Update the lines below so that every "in the photo above" becomes "in the image above", and keep everything else the same.

### Given records ###

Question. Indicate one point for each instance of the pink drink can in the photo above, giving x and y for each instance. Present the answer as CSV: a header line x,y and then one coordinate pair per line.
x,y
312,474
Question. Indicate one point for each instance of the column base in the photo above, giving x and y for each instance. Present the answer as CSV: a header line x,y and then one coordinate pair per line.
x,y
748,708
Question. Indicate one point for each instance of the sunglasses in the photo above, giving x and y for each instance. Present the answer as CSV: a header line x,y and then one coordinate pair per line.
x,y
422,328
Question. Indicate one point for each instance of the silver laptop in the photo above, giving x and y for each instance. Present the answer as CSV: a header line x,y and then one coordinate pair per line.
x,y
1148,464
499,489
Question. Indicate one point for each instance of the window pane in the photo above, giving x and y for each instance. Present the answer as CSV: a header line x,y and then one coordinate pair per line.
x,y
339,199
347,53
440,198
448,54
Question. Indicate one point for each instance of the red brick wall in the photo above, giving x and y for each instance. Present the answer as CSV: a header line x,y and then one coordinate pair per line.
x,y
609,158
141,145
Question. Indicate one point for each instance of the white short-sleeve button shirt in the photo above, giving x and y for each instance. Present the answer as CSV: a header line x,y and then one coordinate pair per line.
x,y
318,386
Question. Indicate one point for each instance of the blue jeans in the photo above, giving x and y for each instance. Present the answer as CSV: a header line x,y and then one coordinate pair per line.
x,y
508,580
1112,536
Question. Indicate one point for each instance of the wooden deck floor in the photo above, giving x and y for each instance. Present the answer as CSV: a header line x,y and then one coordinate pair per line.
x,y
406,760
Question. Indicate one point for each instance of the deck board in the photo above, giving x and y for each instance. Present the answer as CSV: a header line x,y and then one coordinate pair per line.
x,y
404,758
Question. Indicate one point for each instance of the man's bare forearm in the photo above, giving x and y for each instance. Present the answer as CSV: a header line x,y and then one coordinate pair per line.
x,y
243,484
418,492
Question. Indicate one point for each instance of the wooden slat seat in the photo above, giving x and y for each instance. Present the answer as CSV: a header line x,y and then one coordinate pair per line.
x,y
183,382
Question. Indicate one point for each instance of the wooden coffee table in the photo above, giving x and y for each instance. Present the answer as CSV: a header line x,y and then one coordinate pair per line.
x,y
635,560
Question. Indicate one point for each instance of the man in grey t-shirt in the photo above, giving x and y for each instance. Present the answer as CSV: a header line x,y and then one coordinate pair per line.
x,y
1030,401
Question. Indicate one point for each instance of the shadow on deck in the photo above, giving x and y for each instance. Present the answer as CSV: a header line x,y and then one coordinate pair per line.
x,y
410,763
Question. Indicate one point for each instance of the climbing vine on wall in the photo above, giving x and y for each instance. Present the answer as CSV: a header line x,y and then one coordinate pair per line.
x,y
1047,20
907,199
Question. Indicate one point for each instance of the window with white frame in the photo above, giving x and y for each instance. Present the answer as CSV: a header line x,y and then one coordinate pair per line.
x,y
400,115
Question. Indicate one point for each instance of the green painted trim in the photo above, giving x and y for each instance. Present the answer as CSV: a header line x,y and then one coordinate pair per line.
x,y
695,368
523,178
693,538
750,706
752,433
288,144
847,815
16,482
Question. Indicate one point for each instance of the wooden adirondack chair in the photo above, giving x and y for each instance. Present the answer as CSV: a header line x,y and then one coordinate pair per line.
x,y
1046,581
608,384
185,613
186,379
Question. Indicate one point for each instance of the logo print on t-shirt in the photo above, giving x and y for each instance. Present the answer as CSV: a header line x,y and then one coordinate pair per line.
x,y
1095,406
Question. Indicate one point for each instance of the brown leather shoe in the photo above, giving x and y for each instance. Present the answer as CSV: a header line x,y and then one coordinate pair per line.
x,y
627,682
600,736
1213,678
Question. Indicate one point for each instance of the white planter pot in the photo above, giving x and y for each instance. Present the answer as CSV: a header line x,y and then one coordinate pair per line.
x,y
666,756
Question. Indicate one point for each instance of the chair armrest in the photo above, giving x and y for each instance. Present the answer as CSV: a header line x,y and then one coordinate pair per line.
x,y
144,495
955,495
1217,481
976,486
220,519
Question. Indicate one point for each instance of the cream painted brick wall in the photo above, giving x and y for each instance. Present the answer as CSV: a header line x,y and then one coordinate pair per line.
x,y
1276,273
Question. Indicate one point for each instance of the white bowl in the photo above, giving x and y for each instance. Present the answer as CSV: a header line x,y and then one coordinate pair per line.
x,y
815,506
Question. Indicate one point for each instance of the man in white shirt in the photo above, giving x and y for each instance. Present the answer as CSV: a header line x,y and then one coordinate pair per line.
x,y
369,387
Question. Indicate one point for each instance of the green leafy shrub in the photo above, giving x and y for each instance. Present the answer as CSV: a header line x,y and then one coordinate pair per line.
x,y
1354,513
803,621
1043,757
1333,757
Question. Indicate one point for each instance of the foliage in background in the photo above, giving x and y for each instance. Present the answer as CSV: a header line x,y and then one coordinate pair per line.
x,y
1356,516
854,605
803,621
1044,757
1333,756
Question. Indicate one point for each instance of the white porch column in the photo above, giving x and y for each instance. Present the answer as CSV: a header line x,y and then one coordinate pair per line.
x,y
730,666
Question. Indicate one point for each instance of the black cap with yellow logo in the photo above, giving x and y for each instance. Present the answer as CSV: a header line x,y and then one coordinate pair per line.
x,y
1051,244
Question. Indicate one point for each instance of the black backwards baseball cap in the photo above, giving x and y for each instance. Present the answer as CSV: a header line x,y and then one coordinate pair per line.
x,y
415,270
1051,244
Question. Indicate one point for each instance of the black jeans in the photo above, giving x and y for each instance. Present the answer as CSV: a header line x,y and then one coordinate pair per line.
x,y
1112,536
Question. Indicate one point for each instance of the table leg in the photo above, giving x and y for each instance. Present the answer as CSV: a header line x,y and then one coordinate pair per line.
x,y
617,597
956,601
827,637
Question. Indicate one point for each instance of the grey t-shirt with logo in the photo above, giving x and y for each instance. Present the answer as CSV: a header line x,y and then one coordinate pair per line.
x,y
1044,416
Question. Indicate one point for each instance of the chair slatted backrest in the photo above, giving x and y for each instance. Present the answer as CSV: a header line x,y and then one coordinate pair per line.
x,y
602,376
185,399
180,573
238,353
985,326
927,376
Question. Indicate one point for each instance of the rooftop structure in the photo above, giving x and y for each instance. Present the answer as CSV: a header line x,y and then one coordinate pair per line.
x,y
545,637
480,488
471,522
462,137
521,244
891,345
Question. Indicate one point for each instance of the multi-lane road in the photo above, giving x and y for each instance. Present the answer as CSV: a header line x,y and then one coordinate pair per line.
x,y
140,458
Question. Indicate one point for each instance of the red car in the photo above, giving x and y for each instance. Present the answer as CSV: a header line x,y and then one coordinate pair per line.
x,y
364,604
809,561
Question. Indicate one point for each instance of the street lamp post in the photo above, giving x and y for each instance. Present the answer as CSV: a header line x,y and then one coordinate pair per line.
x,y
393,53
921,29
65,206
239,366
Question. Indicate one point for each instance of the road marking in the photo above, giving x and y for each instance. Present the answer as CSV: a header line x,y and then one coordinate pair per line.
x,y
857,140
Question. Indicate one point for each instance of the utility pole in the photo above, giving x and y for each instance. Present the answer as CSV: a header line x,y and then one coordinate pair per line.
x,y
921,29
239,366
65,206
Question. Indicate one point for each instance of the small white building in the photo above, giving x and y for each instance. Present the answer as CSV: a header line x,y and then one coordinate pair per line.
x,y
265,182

###

■ **Result for this task**
Question. Indicate one point for each instance of the pink drink can in the image above, giving x and y for each instance. Present the answer as CSV: a header line x,y and then one coordinate pair per line.
x,y
312,474
Question. Indicate one point for each instance of the column base in the image above, giving x and y for each instance. Present the answer as CSV: a header line x,y and then one coordinate pair per line.
x,y
748,708
Question. Indicate one point for each instance of the sunglasses in the image above, giving x and y for each instance. Present the answer as CSV: a header line x,y and then one coordinate pair per line.
x,y
422,328
Question. Indicate one point for each instance of the silver laptop in the image above, giving x and y for each instance. Present the answer as CSV: a header line x,y and then one coordinate pair per line.
x,y
1148,464
499,489
Question. Indicate one point for each instance of the window pane in the image above, giving x and y for each instance. Present the answer as CSV: a header line x,y and then one coordinate pair per line.
x,y
339,199
347,53
440,198
448,54
Question. Indicate one point for each instance of the red brick wall in the image above, giving x and y for each instance. Present the answer as CSV: a header line x,y and then one coordinate pair per line.
x,y
609,158
141,145
Question. Indicate one point for each instance of the white short-sleeve button shirt in the image above, giving x and y for each instance. Present the answer as CSV: a header line x,y and then one coordinate pair per line.
x,y
318,386
Question. Indicate one point for each instance of the blue jeans in the image above, giving x and y for each instance. Present the answer as CSV: a header line x,y and then one coordinate pair per line.
x,y
508,580
1112,536
Question. Indicate one point for each instance of the wooden deck floor in the image above, giving x and y for each instance. Present the answer as CSV: a header line x,y and then one coordinate pair per line.
x,y
406,760
Question. Indicate one point for each instance of the deck board in the image above, giving x and y for each instance. Present the answer as CSV: a header line x,y and then one coordinate pair per line.
x,y
404,758
Question. Indicate one point for each instance of the man's bare forearm in the image above, giving x and y for each instance. Present the answer as CSV: a header line x,y and then one coordinate pair per line.
x,y
243,484
418,492
Question. Indicate one point for each instance of the wooden slat seat in the image above, giving x and y for each instance. Present the answer as CSV: a header line x,y and then one coordinate pair per line.
x,y
183,382
Question. Indicate one point for each instance of the wooden coffee table in the image above, giving x and y for each instance. Present the answer as CSV: a header line x,y and then one coordinate pair per line.
x,y
635,560
Question. Indicate one point for each instance of the man in grey t-shirt in the image above, giving x and y for each instance. Present the answer as CSV: a header line x,y and then one coordinate pair per line.
x,y
1030,401
Question. Indicate one point for each instance of the shadow on deck in the image above, giving x and y for each instance. Present the answer as CSV: a header line x,y and then one coordinate pair per line.
x,y
410,763
Question. Indicate one point for each instance of the climbing vine on wall in the image above, giving x and y for each instance. Present the answer as CSV: a header line x,y and then one coordinate pair per line.
x,y
1047,20
907,199
Question. Indicate one point for each instance of the window with white frame in the image above, giving x and y for each instance. Present the answer as CSV: a header line x,y and then one coordinate pair per line.
x,y
400,115
Question. Indicate one point for each instance of the green painted trim in the image above, giving x and y for each instance. Present the answer as CSV: a header line x,y and then one coordinate pair per line.
x,y
695,368
523,178
693,538
750,706
752,433
288,144
847,815
16,482
Question. Indicate one point for each instance of the wooden adirondack chair in the image above, giving x and y for each instance. Present the answer as CSV: a header line x,y and then one coordinate pair per line.
x,y
1046,581
608,384
185,613
186,379
Question. Indicate one point for each instance of the logo print on t-shirt in the image above, giving x and y for each instance. Present the answer as CSV: a header line x,y and then one coordinate pair per line.
x,y
1095,406
Question. Indicate one point for each instance of the brown leather shoe in the image above, giving x and y for each instance. Present the answer as CSV: a header line x,y and then one coordinate pair per line.
x,y
627,682
600,736
1213,678
Question. Indicate one point for each instance of the white planter pot in the image above, giving x and y for each instance. Present the answer as CSV: a header line x,y and then one coordinate pair per line.
x,y
666,756
Question. Indicate one point for each instance of the chair armrest in the image above, giving x and y for each instance. Present the answer as CSV: a header line x,y and then one coordinate pair per line.
x,y
144,495
955,495
1217,481
976,486
220,519
Question. Indicate one point for each instance of the cream painted brick wall in the image above, giving x and y for each instance. Present the answer as CSV: a header line x,y and then one coordinate pair per line.
x,y
1276,273
Question. Indicate one point for each instance of the white bowl in the image above, giving x and y for each instance. Present the answer as CSV: a header line x,y and then one coordinate pair per line.
x,y
815,506
Question. Indicate one point for each instance of the man in white shirt in the image above, giving x and y for each instance. Present the answer as CSV: a header line x,y and then one coordinate pair per line.
x,y
369,387
Question. Indicate one point for each instance of the green leafy shrub in the image above, giving x and y for each instance. Present the answer as CSV: a header line x,y and then one coordinate pair per line.
x,y
1354,513
803,621
1043,757
1333,757
Question. Indicate one point for each instance of the foliage in background in the image above, giving x and y for each instance. Present the answer as CSV: a header line x,y and then one coordinate pair per line.
x,y
1356,516
854,605
803,621
1044,757
1333,756
Question. Indicate one point for each instance of the white porch column in the image above, giving x and y for each instance. Present the answer as CSV: a header line x,y and then one coordinate pair per line.
x,y
730,666
Question. Indicate one point for each instance of the black cap with yellow logo in the image above, giving x and y for each instance. Present the answer as CSV: a header line x,y and then one coordinate pair per line.
x,y
1051,244
Question. Indicate one point for each instance of the black backwards baseball cap in the image above, giving x and y for each instance. Present the answer as CSV: a header line x,y and then one coordinate pair per line.
x,y
415,270
1051,244
Question. Indicate one point for each instance of the black jeans in the image above, giving x and y for each instance. Present the answer as CSV: a header line x,y and then one coordinate pair per line.
x,y
1112,536
Question. Indicate one point for each instance of the table leg in the image above, giving x and y for each instance. Present the answer as CSV: a header line x,y and then one coordinate pair per line.
x,y
617,597
956,601
827,637
Question. Indicate one point for each instance of the grey t-shirt with logo in the image above, giving x and y for each instance. Present the answer as CSV: a header line x,y and then one coordinate pair per line.
x,y
1044,416
Question. Indicate one point for each instance of the chair slatted backrest in the image above, giving x and y for each instance. Present the answer as CSV: a header line x,y and then one coordinate pair per line.
x,y
602,376
185,399
180,573
238,353
985,326
927,376
Question. Indicate one point for each instance of the rooftop structure in the image above, giving x and y for each instance. Present the answer as CSV: a header line x,y and then one coordinate pair per line.
x,y
545,637
480,488
471,522
462,137
521,244
891,345
Question. Indicate one point for each instance of the multi-lane road in the image above, giving x and y for each instance. Present the answer as CSV: a header line x,y and then one coordinate pair per line.
x,y
140,458
Question. Indicate one point for each instance of the red car in the image above, giving x and y for each instance. Present the answer as CSV: a header line x,y and then one coordinate pair per line.
x,y
364,604
809,561
Question. Indicate one point for each instance of the street lamp post in the image above, giving x and y for each instance. Present the answer as CSV: a header line x,y and then one coordinate pair per line.
x,y
393,53
921,29
65,206
239,366
Question. Indicate one point for each instance of the road marking in the image above, giving x and y for each instance. Present the answer as CSV: a header line x,y and then one coordinate pair per line.
x,y
857,140
Question. Indicate one point for each instance of the utility pole in the image above, giving x and y for each instance. Present the answer as CSV: a header line x,y and then one coordinate pair per line.
x,y
921,29
239,366
65,206
Question. Indicate one point for each instance of the small white building in the image above, giving x and y for each instance. Present the answer as CSV: a header line x,y and then one coordinate pair per line.
x,y
265,182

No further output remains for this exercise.